▶ _DATA ENTRIES_:
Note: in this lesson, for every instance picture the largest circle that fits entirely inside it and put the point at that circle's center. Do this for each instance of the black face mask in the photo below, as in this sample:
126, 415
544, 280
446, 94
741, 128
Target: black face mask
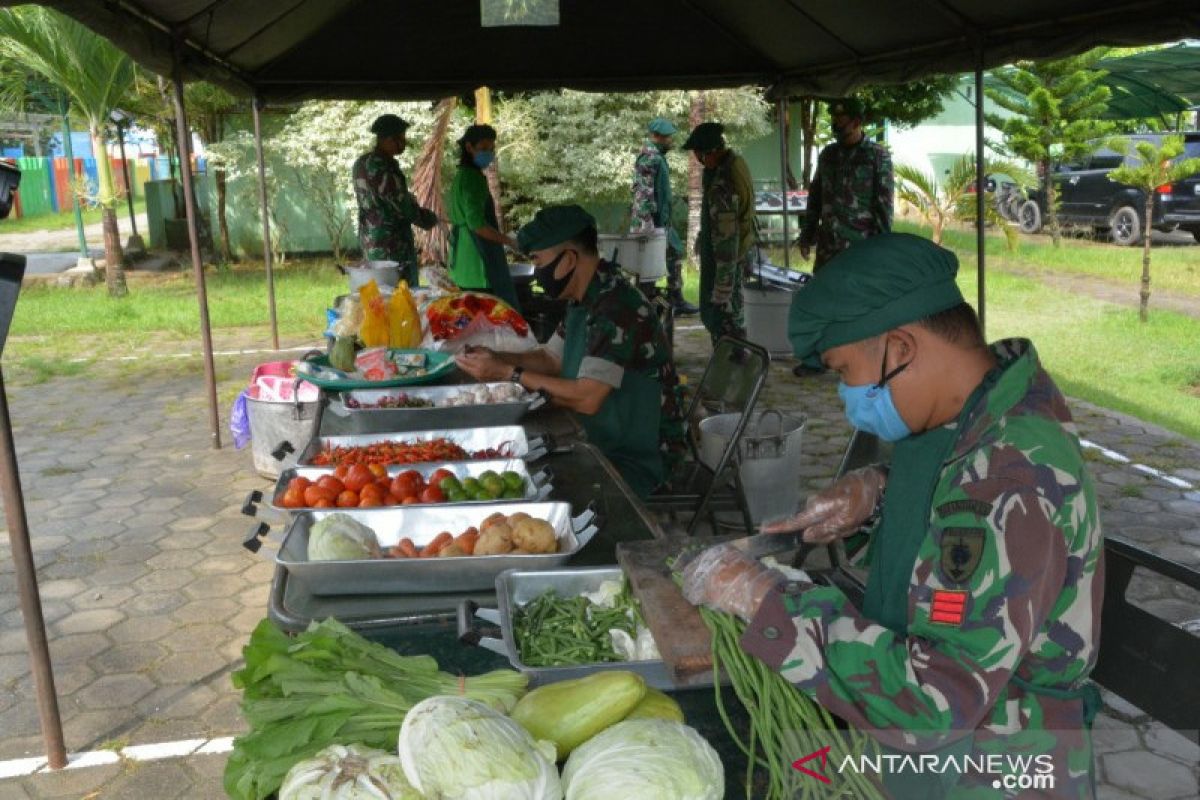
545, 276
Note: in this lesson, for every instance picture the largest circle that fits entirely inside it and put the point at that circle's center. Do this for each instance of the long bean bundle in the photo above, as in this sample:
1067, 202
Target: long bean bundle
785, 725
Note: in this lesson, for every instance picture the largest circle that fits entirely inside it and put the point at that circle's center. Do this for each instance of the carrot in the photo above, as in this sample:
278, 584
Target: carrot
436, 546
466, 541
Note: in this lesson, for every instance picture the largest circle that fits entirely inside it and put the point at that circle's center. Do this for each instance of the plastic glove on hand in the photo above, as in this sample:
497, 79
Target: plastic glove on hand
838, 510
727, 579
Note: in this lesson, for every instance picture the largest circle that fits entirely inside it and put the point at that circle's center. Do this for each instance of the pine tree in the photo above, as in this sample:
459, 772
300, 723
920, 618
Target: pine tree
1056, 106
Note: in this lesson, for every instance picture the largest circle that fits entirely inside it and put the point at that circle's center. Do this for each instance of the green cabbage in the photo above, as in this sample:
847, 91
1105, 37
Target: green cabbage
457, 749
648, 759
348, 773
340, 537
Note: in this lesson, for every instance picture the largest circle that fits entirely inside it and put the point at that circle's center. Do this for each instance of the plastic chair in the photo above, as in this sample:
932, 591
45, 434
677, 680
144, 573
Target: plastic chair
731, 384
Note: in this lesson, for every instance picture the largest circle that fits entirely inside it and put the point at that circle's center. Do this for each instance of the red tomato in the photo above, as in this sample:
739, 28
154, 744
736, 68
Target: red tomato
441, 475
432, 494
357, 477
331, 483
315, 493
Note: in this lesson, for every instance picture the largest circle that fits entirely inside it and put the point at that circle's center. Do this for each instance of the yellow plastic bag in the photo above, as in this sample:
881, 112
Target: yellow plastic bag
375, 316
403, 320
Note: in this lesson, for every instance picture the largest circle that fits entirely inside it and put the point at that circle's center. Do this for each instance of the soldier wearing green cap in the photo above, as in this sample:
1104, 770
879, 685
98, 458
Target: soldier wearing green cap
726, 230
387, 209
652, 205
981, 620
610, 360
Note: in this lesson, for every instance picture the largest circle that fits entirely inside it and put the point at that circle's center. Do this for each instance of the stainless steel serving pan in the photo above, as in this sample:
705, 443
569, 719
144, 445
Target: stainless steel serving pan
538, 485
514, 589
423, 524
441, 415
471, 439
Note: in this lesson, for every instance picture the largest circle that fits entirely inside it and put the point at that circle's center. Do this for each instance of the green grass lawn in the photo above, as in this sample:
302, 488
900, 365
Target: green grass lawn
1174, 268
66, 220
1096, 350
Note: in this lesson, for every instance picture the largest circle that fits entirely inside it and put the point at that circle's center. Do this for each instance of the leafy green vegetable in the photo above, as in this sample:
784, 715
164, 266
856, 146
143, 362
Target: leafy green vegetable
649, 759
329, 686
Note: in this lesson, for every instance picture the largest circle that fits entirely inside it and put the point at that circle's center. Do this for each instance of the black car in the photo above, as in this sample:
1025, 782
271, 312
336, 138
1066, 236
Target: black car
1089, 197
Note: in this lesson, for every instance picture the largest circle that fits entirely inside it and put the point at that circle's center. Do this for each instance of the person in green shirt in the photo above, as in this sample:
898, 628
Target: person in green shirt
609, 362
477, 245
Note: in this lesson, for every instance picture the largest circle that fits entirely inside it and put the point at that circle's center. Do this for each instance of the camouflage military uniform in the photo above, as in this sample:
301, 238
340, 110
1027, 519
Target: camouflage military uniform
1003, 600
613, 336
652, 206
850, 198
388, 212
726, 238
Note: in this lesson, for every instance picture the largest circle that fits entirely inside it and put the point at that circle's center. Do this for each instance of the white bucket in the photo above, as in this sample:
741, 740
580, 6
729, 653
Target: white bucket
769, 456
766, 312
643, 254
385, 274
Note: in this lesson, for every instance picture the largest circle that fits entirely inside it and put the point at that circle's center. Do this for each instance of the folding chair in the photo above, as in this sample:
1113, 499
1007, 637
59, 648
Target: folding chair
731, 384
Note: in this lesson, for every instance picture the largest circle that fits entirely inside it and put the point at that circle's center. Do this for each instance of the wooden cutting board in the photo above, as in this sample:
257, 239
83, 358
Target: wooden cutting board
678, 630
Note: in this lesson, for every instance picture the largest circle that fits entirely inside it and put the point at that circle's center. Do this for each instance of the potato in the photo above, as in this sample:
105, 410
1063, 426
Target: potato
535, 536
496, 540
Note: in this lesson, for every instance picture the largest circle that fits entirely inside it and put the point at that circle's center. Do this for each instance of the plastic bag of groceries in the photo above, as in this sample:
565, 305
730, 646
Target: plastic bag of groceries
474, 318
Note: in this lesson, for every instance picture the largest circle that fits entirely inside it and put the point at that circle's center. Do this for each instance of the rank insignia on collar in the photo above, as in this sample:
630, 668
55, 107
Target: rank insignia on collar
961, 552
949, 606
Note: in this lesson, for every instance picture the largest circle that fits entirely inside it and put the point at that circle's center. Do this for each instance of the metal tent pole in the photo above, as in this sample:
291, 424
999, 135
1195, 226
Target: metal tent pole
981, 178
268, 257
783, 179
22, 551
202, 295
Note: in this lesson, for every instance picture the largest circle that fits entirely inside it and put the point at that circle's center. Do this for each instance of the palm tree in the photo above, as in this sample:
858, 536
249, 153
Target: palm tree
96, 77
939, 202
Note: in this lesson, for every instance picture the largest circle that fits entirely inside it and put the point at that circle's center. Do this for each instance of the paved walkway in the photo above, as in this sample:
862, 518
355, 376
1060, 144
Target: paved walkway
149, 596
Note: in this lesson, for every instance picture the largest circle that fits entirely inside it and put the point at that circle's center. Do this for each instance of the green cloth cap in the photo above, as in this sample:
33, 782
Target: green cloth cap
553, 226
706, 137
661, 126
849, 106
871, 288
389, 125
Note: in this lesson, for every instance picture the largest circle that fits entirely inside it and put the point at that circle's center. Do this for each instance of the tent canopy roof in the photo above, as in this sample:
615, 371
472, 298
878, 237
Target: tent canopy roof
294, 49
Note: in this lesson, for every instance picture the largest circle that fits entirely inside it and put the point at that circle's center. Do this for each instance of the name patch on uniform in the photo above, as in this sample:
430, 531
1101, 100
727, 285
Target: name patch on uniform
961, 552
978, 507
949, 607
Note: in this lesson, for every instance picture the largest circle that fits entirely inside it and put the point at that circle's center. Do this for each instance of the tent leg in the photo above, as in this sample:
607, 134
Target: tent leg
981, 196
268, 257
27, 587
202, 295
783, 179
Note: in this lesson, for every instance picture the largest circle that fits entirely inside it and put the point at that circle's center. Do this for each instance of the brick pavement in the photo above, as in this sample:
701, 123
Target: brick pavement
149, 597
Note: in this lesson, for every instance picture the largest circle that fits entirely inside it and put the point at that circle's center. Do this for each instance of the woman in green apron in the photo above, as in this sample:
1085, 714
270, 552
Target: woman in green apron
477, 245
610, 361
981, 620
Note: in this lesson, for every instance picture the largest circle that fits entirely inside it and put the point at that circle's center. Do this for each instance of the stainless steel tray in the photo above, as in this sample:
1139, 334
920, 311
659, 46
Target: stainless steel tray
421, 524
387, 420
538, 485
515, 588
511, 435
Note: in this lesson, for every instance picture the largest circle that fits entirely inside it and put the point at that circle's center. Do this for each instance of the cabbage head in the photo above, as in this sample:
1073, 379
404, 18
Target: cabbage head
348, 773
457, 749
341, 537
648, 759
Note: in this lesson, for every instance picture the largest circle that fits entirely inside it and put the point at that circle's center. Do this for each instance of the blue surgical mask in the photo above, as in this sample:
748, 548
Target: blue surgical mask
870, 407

▶ _TASK DETAILS_: Reproduce the records from the line containing "steel tray in" through the end of the records, renaming "cabbage head" to "head of cabbage" and leaving all else unchanged.

▶ _EXERCISE RESPONSE_:
Note: in this lesson, for every instance picture the largest circle that fits entirely inside it and put the point at that circle's center. Do this for each instance of the stainless steel tray in the photo above, as in this sample:
1139, 334
920, 311
659, 46
Target: stainless steel tray
421, 524
387, 420
538, 485
515, 588
511, 435
Note: in this lesson, for every instance picture the largest circle that fits entirely inside it and put the point at that circle's center. Do this for each instance of the head of cabbage in the photo above, as in this sample:
1073, 379
404, 18
Target: head of cabbage
348, 773
457, 749
341, 537
648, 759
Note: in this lesson, for every instance picture the largest circle that fits entirely inside it and put the point at that circle's center. Do this for each instance of the blue surgical mask in the photo above, as in this sample:
748, 548
Target: blue surgical mask
870, 407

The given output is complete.